**Instructions for the task:** Locate the string "hard" in the records below. Copy every line where it occurs.

**Saved entries:**
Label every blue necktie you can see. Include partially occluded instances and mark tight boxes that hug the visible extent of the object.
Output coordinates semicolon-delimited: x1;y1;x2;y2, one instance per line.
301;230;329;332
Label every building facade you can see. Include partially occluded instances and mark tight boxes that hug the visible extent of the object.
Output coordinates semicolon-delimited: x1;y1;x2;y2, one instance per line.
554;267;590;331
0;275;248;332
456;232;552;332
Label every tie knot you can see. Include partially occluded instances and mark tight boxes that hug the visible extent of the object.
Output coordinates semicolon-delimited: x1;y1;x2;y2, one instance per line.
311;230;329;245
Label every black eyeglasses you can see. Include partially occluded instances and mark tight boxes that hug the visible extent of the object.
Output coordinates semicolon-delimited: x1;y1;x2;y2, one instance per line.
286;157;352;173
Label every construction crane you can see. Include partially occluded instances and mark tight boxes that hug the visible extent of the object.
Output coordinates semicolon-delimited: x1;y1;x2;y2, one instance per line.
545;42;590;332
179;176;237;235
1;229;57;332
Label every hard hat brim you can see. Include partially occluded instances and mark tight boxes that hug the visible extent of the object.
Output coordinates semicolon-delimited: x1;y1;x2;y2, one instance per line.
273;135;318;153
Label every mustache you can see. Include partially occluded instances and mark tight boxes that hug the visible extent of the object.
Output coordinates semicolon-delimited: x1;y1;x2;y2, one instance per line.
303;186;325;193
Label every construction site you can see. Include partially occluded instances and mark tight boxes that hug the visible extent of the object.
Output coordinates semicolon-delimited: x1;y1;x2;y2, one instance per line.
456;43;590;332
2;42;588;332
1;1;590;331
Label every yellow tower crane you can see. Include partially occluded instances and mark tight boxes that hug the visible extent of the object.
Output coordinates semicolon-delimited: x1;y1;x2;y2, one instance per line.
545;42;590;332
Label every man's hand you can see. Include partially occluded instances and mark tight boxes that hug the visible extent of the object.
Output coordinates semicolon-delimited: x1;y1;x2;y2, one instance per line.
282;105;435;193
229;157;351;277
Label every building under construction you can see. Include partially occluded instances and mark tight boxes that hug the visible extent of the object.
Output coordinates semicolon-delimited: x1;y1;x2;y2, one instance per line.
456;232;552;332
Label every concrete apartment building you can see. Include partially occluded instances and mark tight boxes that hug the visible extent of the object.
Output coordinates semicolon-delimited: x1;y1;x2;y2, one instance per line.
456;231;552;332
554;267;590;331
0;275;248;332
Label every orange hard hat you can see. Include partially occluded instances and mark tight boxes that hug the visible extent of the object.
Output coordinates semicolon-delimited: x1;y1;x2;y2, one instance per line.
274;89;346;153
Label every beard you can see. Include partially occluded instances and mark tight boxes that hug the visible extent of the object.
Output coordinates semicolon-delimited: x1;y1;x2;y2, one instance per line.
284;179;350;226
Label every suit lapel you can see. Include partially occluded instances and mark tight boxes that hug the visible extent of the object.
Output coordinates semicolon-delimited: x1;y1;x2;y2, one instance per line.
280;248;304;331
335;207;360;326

**Result of this exercise:**
Label every hard hat brim you can see. Include partially occluded instances and mark tight boxes that hug the visible extent of the object.
Label every orange hard hat you can see. Include partially occluded instances and mark tight boxes that hug the visible extent of the object.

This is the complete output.